■ Given entries ■
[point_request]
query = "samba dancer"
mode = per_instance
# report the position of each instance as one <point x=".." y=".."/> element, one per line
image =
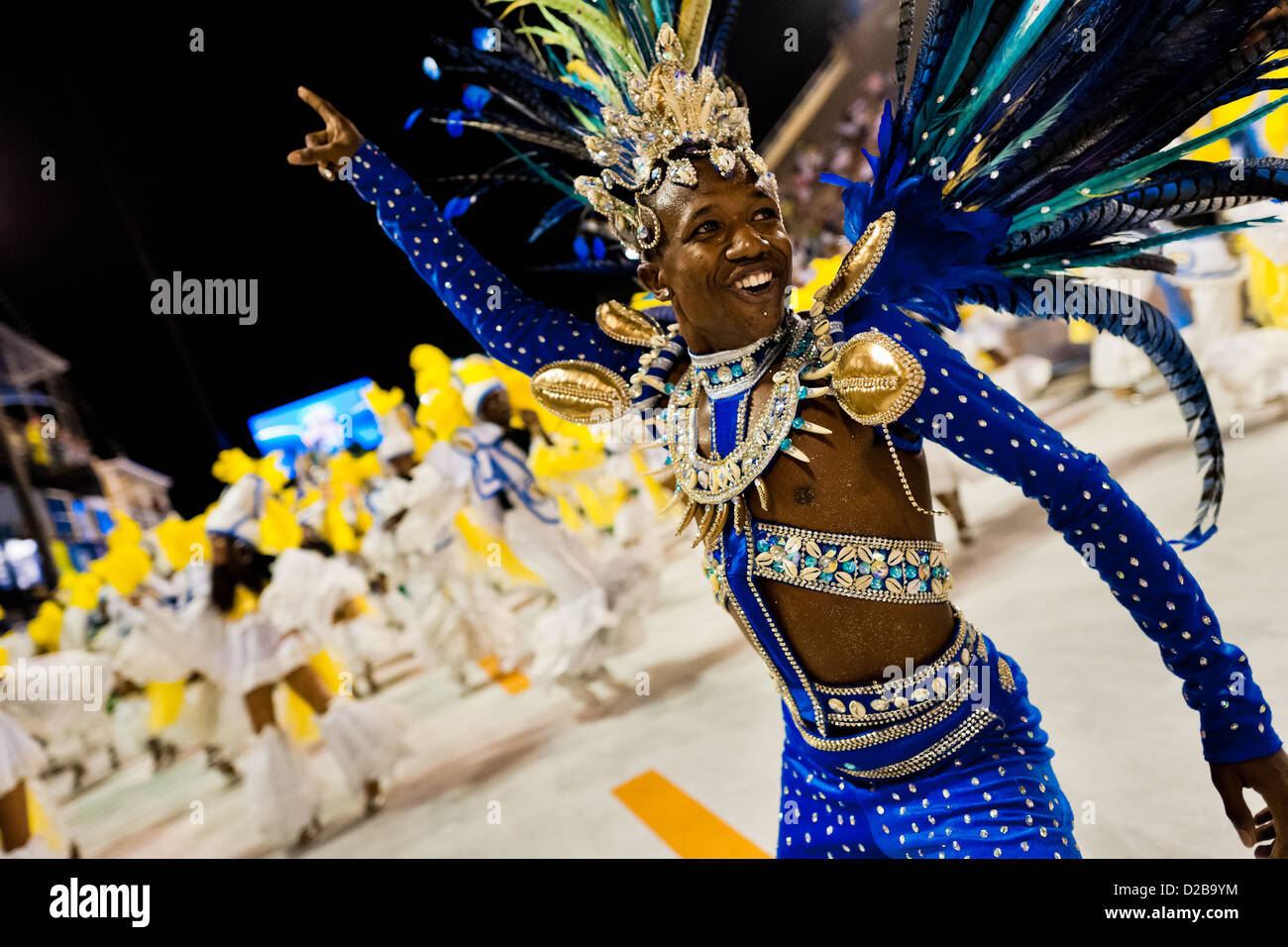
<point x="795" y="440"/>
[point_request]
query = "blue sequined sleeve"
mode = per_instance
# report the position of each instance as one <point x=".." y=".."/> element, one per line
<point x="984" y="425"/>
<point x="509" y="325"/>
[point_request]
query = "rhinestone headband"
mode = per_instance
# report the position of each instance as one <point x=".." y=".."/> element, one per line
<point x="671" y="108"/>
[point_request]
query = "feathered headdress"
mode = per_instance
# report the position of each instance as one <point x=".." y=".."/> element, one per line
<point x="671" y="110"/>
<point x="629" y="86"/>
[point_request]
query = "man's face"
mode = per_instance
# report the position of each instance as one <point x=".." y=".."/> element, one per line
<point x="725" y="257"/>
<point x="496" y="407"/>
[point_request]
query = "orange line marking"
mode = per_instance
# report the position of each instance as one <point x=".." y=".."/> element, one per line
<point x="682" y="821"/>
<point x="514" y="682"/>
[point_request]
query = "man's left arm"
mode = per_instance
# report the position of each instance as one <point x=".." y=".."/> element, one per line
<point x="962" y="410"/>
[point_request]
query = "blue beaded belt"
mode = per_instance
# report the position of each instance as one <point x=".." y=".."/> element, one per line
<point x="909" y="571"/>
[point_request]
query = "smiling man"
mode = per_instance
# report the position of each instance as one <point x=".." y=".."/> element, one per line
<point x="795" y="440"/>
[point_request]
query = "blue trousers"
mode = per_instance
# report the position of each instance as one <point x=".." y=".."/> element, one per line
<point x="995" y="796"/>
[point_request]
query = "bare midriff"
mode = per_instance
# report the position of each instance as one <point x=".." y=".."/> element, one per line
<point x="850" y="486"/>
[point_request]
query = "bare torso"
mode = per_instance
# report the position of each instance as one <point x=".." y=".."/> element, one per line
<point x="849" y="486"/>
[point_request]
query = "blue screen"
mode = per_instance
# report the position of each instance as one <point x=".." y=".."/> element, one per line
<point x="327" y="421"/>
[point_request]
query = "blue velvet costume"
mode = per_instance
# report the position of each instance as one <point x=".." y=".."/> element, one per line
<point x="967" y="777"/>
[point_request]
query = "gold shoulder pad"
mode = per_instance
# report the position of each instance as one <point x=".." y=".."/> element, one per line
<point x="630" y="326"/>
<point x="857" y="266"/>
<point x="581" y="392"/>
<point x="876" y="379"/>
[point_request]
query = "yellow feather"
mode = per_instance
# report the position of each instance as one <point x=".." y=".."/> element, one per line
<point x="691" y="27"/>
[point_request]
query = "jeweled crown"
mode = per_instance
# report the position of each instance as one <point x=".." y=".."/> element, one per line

■ Task prompt ■
List each line of the records that contains the word "bare". Case counts.

■ Response below ■
query = "bare midriff"
query = "bare torso"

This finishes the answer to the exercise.